[BEGIN]
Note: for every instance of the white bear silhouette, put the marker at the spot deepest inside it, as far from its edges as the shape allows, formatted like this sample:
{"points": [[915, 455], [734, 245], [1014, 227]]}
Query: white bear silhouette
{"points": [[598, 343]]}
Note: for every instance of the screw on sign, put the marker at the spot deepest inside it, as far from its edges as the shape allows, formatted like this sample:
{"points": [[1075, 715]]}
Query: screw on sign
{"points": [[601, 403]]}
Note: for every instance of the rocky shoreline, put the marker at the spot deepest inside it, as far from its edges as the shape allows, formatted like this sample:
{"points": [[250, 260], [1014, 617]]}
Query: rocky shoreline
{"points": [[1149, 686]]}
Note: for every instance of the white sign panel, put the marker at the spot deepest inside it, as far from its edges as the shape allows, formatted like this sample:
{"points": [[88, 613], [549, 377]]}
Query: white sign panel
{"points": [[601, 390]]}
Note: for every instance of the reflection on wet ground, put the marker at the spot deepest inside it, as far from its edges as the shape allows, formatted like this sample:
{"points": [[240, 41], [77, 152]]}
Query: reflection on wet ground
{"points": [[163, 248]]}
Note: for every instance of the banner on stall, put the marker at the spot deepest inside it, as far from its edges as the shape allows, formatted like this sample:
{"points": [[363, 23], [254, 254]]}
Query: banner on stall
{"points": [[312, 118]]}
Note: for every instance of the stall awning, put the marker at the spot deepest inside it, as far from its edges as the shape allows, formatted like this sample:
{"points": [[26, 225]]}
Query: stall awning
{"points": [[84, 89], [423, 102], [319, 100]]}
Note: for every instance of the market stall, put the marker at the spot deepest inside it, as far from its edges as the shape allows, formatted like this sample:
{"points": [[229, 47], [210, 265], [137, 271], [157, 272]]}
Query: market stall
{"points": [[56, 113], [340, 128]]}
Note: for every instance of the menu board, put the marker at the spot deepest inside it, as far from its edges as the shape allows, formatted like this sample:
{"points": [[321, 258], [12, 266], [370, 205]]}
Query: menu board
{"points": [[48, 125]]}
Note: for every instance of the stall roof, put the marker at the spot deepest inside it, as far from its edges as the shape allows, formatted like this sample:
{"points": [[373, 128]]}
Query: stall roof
[END]
Problem statement: Can you give every line of the items above as a Markdown table with the columns Row and Text, numbering the rows and leaving out any blank lines?

Output below:
| Row | Text |
|---|---|
| 1 | Note: for every instance of the white bear silhouette, put the marker at the spot deepest inside it, as far from its edges as the shape allows, formatted like this sample: |
| 2 | {"points": [[915, 455], [734, 245], [1014, 227]]} |
| 3 | Query: white bear silhouette |
| 4 | {"points": [[598, 343]]} |
| 5 | Note: for every instance of the screw on sign, put the marker at the spot deepest inside it, as far from its edges as the shape allows, formatted like this sample: |
| 6 | {"points": [[1075, 715]]} |
| 7 | Query: screw on sign |
| 8 | {"points": [[601, 403]]} |
| 9 | Note: for every instance of the rocky shoreline, put the marker at the spot deepest inside it, as far from its edges as the shape allows, formatted like this sample: |
| 10 | {"points": [[250, 260], [1014, 617]]} |
| 11 | Query: rocky shoreline |
| 12 | {"points": [[1149, 686]]} |
| 13 | Note: for every instance of the white sign panel, put the marker at the spot deepest inside it, as far from its edges as the shape allows, formatted like this sample: |
| 14 | {"points": [[88, 613], [549, 377]]} |
| 15 | Query: white sign panel |
| 16 | {"points": [[601, 390]]} |
| 17 | Note: for every instance of the reflection on wet ground, put the marker at the spot deepest inside it, as far from its edges as the shape allows, formatted like this sample: |
| 18 | {"points": [[240, 41], [77, 152]]} |
| 19 | Query: reflection on wet ground |
| 20 | {"points": [[163, 248]]} |
| 21 | Note: for every instance of the banner on stall, put the marker at the spot deepest inside it, as far from its edges as the shape allows, formatted like this sample: |
| 22 | {"points": [[363, 23], [254, 254]]} |
| 23 | Query: banner on stall |
| 24 | {"points": [[312, 118]]} |
| 25 | Note: for every instance of the stall awning, put the marker at the spot deepest inside it, as far from its edges as the shape allows, formatted like this sample: |
| 26 | {"points": [[26, 225]]} |
| 27 | Query: stall awning |
| 28 | {"points": [[84, 89], [423, 102], [319, 100]]} |
| 29 | Note: for every instance of the market stall, put the marker at the spot deepest inside it, as far from its edges as the shape allows, formatted like this sample: |
| 30 | {"points": [[229, 47], [210, 265], [137, 271], [157, 272]]} |
| 31 | Query: market stall |
| 32 | {"points": [[56, 113], [340, 128]]} |
| 33 | Note: for every instance of the menu board, put the marker at the spot deepest inside it, as far from its edges as the shape allows, formatted like this sample: |
| 34 | {"points": [[321, 258], [12, 266], [370, 205]]} |
| 35 | Query: menu board |
| 36 | {"points": [[48, 125]]} |
| 37 | Note: for every instance of the stall roof, put the marker at the spot deepest inside it, as far from its edges as the shape allows, formatted like this sample: |
| 38 | {"points": [[373, 128]]} |
| 39 | Query: stall roof |